# WHAT IS EXPECTED:
Extract every line in the records that contains the string "Please", and copy each such line in full.

# TASK MATERIAL:
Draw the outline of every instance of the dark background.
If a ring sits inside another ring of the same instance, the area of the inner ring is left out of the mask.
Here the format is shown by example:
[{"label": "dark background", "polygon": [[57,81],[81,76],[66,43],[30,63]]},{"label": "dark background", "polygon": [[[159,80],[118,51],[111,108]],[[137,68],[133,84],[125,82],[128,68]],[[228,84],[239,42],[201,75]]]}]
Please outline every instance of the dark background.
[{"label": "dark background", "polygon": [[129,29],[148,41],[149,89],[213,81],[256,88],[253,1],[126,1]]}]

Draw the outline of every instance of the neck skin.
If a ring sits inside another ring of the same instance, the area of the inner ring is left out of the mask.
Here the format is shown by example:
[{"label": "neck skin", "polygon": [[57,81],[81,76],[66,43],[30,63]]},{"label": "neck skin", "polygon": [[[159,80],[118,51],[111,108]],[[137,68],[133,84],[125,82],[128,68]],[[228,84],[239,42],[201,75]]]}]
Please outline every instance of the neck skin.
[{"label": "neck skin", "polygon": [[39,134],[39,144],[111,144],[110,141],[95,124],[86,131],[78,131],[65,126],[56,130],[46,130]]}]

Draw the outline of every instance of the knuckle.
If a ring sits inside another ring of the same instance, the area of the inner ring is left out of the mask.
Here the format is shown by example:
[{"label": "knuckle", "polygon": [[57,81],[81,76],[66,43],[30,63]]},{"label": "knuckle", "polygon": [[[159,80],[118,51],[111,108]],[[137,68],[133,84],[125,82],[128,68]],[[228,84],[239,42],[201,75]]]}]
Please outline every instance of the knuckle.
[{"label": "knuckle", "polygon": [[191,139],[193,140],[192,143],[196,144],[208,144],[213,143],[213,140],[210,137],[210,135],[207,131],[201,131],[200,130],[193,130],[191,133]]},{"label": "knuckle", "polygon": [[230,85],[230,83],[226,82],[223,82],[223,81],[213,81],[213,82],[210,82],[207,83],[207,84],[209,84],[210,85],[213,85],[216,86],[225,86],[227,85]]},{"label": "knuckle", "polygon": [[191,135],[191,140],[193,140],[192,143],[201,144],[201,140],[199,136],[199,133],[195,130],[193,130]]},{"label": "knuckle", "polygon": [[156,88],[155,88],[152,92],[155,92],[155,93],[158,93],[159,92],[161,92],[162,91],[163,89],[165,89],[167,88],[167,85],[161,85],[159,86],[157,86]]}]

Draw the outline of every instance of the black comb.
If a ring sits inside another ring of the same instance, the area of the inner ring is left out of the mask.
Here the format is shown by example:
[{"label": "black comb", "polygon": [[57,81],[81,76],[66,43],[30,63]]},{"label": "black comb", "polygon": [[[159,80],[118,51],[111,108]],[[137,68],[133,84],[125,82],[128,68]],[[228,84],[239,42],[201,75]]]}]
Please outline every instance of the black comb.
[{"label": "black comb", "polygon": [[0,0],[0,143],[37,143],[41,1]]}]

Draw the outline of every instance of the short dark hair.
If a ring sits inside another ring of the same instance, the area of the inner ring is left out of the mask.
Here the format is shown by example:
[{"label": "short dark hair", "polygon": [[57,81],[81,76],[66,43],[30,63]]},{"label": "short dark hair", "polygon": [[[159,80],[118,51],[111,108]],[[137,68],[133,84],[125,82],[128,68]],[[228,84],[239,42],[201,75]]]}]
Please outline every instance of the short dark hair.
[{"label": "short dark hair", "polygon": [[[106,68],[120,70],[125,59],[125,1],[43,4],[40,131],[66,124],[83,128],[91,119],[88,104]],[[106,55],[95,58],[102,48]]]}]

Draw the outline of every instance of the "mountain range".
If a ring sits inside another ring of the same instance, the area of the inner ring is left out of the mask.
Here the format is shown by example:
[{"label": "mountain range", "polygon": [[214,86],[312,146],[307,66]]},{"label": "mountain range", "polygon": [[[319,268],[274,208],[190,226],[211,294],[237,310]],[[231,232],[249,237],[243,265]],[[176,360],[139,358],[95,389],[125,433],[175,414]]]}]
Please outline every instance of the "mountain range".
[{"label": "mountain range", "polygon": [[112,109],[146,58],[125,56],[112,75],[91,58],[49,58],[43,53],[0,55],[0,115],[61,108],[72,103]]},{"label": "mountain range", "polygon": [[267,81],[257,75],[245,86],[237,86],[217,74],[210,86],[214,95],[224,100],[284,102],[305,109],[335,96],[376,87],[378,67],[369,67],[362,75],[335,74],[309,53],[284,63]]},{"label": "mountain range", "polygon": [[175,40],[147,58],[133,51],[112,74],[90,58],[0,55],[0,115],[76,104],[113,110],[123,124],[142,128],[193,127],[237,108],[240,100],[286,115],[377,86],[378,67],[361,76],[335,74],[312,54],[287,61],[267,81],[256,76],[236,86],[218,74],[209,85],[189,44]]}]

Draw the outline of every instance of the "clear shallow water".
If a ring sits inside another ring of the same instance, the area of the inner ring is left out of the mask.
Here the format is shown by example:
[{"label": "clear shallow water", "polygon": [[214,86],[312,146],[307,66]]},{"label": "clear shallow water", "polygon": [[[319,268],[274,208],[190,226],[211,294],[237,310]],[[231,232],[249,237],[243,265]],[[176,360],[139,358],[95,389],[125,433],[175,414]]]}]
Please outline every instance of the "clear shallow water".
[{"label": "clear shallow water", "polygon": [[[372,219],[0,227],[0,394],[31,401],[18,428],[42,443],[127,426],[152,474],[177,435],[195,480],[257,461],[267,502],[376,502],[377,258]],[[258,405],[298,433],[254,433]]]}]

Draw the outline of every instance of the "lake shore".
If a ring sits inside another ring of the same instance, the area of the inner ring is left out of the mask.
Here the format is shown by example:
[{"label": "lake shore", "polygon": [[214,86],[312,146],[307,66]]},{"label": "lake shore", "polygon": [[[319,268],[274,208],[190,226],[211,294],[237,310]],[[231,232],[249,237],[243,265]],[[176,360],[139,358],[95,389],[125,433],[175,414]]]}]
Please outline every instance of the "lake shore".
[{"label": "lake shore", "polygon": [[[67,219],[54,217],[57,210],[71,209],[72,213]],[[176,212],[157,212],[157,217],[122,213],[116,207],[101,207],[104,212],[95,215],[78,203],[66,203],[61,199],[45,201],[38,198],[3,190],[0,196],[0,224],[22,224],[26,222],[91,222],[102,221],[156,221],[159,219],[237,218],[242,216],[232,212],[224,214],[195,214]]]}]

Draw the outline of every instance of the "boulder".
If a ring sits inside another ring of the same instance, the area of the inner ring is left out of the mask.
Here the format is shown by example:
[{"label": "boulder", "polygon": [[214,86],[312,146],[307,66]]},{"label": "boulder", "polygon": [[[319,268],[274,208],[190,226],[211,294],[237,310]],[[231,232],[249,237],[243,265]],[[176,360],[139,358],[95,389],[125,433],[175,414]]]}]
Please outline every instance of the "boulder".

# PROBLEM SOLUTION:
Please outline every instance of the dark background.
Please outline every instance of the neck skin.
Please outline every instance of the knuckle.
Please outline every instance of the black comb.
Please outline every instance of the short dark hair.
Please outline every instance of the "mountain range".
Please outline every instance of the "clear shallow water".
Please outline every instance of the "lake shore".
Please outline every instance of the "boulder".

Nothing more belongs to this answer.